Job :: Rewrite the stretch of the forum thread from "I haven't ran" through "see the dikes!", replacing "Missouri River" with "Mississippi River".

Text shown ::
################

I think you're the first person I've ever heard wish that the Meramec Basin Project would have went through. Do you realize that most of the river above Hwy 185 would be gone?? 

As for water levels, I wouldn't worry too much yet. Most guys I know with big boats don't get too concerned until the river stage at Sullivan (the guage is actually at Sappington Bridge) drops into the low two's, and us guys with small boats can run with water levels in the mid to high one's; something that we haven't seen in quite a while on the Meramec.


----------



## Seth (Mar 7, 2012)

I haven't ran the Maramec any so don't have any say there. However, I just hope that for once the Missouri River isn't flooded all summer so I can actually do some catfishing on it and see the dikes!

Btw, you have a sweet looking rig riverrunner!


----------



## johnnyclack (Mar 7, 2012)

I am not sure I support placing a dam on the Meremac; I claim ignorance of the Meremac River, the only river I recall from my stay in Missouri is the Big Piney in the Ozarks  

Most of Oregon dams serve one of two purposes (1) Farm irrigation (2) Hydro electric generation. The side benefit is the reservoirs provide for some incredible trout fishing….

In the Northwest where salmon spawning habitat has been impacted we have been removing dams, and surprising fish runs are showing marketable improvement :wink:


----------



## riverrunner5891 (Mar 7, 2012)

Seth, thank you for the compliments...looking forward to a fun summer with the new rig! Your boat is quite nice as well sir! Do you ever do the poker runs on the Gasconade? I think I will be doing the Boating for Buddies run for sure this year.

Brian J,
I do realize the circumstances that would come with the Meramec Basin Project and the loss of the river that is there now. We would, however, have a large LAKE instead to enjoy, plus it would have generated a good source for Hyrdo Electricity and would come in rather handy right now as the area is facing some pretty significant electricity rates (especially local municipalities). You must speak to the earlier generations in regards to this project, as I think most people in their 30s and younger would now support such a project. Yes, we would have lost some of our historic sites (caves & state parks) and that would be a shame, however, the increase in the local economy due to the new attraction would have been crazy. The problem is too much money from the greater St. Louis area was already invested at the Lake of the Ozarks and this is what really shut the project down, as the Lake of the Ozarks would have went bust due to the closer proximity of the Meramec Basin. 

Anywho...not extactly what I intended to get into with the topic of this thread, but interesting conversation none the less!


----------



## Seth (Mar 7, 2012)

riverrunner5891 said:


> Seth, thank you for the compliments...looking forward to a fun summer with the new rig! Your boat is quite nice as well sir! Do you ever do the poker runs on the Gasconade? I think I will be doing the Boating for Buddies run for sure this year.



I've done the Boating for Buddies poker run the past two years. It's a good time for sure! I plan on doing it again this year as well.


----------



## riverrunner5891 (Mar 7, 2012)

Seth, 
Good to hear, I have heard that it is a great time. Do you guys usually run into much water patrol action on the Gasconade? Just curious as I haven't run it. Sounds like they usually have a pretty large turn out for the Boating for Buddies, and we are looking forward to it!


----------



## gotmuddy (Mar 7, 2012)

riverrunner5891 said:


> Seth, thank you for the compliments...looking forward to a fun summer with the new rig! Your boat is quite nice as well sir! Do you ever do the poker runs on the Gasconade? I think I will be doing the Boating for Buddies run for sure this year.

################

Point annotations for photos:
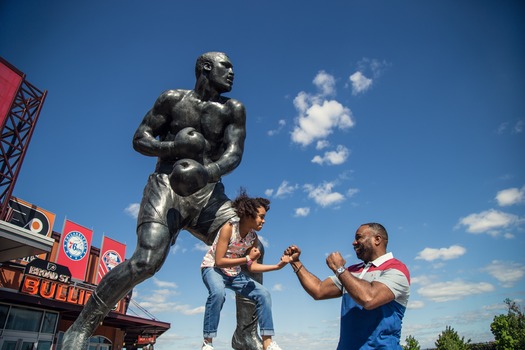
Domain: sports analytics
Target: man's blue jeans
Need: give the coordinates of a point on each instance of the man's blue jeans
(217, 282)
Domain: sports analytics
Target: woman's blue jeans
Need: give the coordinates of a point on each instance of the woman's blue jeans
(217, 282)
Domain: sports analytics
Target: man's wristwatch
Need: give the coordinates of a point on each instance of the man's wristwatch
(340, 270)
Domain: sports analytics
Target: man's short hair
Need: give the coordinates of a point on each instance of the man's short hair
(208, 57)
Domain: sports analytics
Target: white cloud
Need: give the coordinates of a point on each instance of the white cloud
(360, 83)
(164, 284)
(511, 196)
(285, 189)
(280, 127)
(453, 290)
(489, 221)
(301, 212)
(268, 192)
(507, 273)
(278, 287)
(339, 156)
(318, 116)
(416, 304)
(322, 144)
(133, 210)
(352, 191)
(323, 194)
(431, 254)
(318, 120)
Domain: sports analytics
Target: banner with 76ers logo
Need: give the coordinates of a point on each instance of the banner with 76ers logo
(74, 248)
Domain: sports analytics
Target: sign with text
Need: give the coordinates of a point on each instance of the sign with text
(74, 248)
(48, 280)
(112, 253)
(35, 219)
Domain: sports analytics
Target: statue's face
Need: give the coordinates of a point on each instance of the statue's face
(221, 74)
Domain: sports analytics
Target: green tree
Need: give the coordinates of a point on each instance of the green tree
(412, 344)
(509, 329)
(449, 340)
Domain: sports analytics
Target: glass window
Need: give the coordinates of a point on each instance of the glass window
(4, 309)
(44, 345)
(27, 346)
(24, 320)
(50, 321)
(9, 345)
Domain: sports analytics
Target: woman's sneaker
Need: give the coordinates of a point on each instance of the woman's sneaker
(273, 346)
(206, 346)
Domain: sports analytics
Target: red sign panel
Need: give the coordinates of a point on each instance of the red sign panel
(74, 248)
(10, 81)
(112, 253)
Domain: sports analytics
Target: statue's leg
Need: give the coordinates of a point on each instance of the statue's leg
(152, 248)
(246, 336)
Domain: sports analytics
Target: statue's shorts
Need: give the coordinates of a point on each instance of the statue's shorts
(202, 213)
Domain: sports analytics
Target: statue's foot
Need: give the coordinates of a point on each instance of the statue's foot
(75, 340)
(246, 341)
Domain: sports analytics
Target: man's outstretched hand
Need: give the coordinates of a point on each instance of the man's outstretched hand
(293, 252)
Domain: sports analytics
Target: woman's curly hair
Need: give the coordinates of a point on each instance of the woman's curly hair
(245, 205)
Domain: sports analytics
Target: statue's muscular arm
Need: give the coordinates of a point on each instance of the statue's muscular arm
(156, 123)
(233, 140)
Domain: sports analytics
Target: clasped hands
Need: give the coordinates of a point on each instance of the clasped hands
(333, 261)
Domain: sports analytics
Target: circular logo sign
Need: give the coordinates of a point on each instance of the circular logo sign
(75, 245)
(111, 259)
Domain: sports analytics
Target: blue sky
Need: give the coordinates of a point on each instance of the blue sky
(408, 113)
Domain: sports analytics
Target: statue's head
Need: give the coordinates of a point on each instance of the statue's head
(216, 69)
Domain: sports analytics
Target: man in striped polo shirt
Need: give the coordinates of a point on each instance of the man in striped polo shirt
(374, 293)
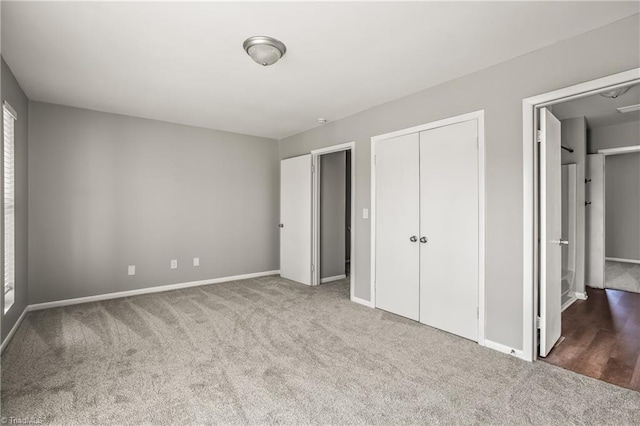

################

In response ::
I haven't ran the Maramec any so don't have any say there. However, I just hope that for once the Mississippi River isn't flooded all summer so I can actually do some catfishing on it and see the dikes!